--- TAREA REQUERIDA 1 ---
Selecciona cada línea de las entradas que contenga la palabra "Target".

--- SELECCIÓN ---
────────

«El patriotismo de nuestra hora», Ensayo de Gabriela Mistral

Gabriela Mistral sigue inexplorada. Reproducimos a continuación una faceta poco conocida de su profundo pensamiento. Se trata de un ensayo escrito en 1919 y recopilado en 1977 en «La desterrada de su patria», edición a cargo de Roque Esteban Scarpa.

«El patriotismo de nuestra hora»
Nuestra historia nacional no necesita ser cantada en un poema para embellecerse. Es hermosa como un canto, de su primera a su última página. Si la leemos a un extranjero, no necesitamos evitar un episodio torpe; no se nos quebrará la voz por la vergüenza en ningún período. Hasta nuestros hombres más discutidos son grandes. Las horas de mayor confusión son breves, y casi siempre, son transiciones de un estado a otro mejor. Es hermosa nuestra historia, y para dar en una narración a nuestros hijos la llamarada del heroísmo, no necesitamos recurrir ni a Grecia, ni Roma, si Prat fue toda Esparta.

Y es sobria y simple, como un mármol clásico; la guerra de la independencia, dura y victoriosa; el período de organización, más breve que en cualquier otro país de América; la Guerra del Pacífico, en la que no lanzamos, recogimos la invitación a un desafío desigual y formidable. Y hemos de insistir en la justicia de nuestras guerras, para aventar la acusación gravemente odiosa de nación militarista que nos han formado. Sabemos demasiado bien que la espada debe ser el arma extrema que esgrima el derecho para salvarse; sabemos, y ojalá no lo olvidemos nunca, que el horror de una contienda armada sólo se excusa y se enaltece cuando parte como un imperativo de fuego, de los labios mismos de la justicia.

────────

--- TAREA REQUERIDA 2 ---
Enumera las etapas de la historia nacional que el ensayo sobre el patriotismo menciona justo después de las palabras «sobria y simple, como un mármol clásico».

--- MATERIAL PROPORCIONADO ---
────────

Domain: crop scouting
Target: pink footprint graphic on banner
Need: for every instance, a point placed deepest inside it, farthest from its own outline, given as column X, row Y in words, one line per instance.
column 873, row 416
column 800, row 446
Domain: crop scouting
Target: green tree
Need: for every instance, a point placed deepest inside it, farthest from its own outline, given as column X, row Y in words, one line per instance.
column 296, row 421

────────

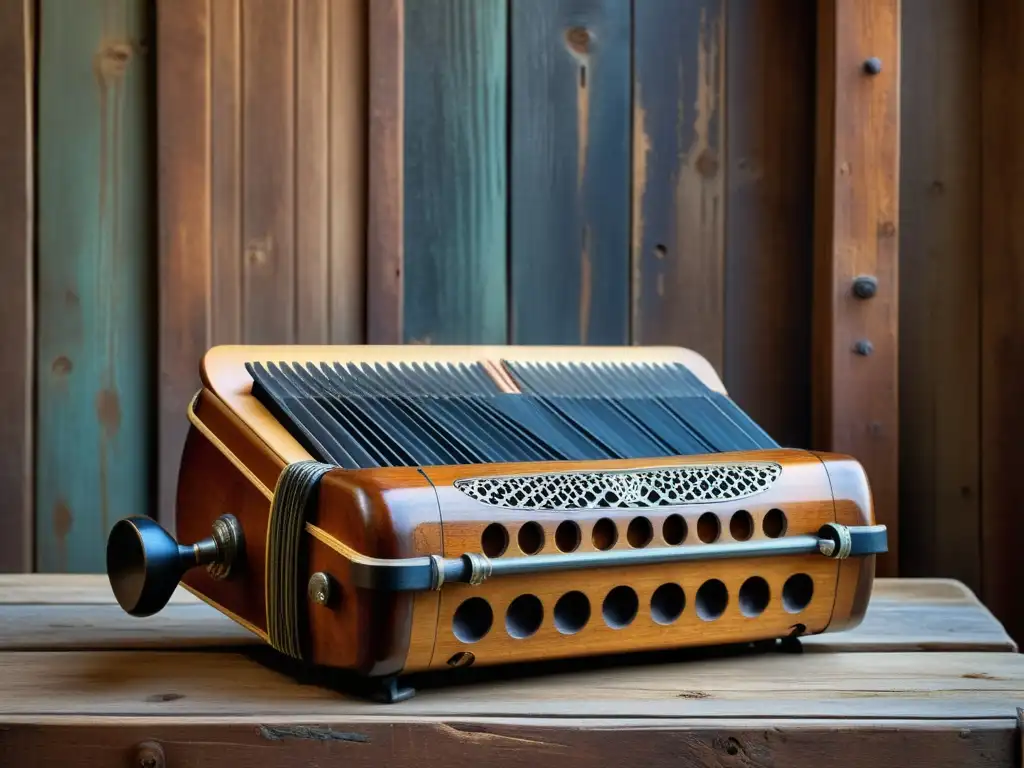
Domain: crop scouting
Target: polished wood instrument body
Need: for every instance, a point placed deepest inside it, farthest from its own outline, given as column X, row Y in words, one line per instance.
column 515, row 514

────────

--- RESULTADO 1 ---
Target: pink footprint graphic on banner
Target: green tree
Target: polished wood instrument body

--- RESULTADO 2 ---
- La guerra de la independencia
- El período de organización
- La Guerra del Pacífico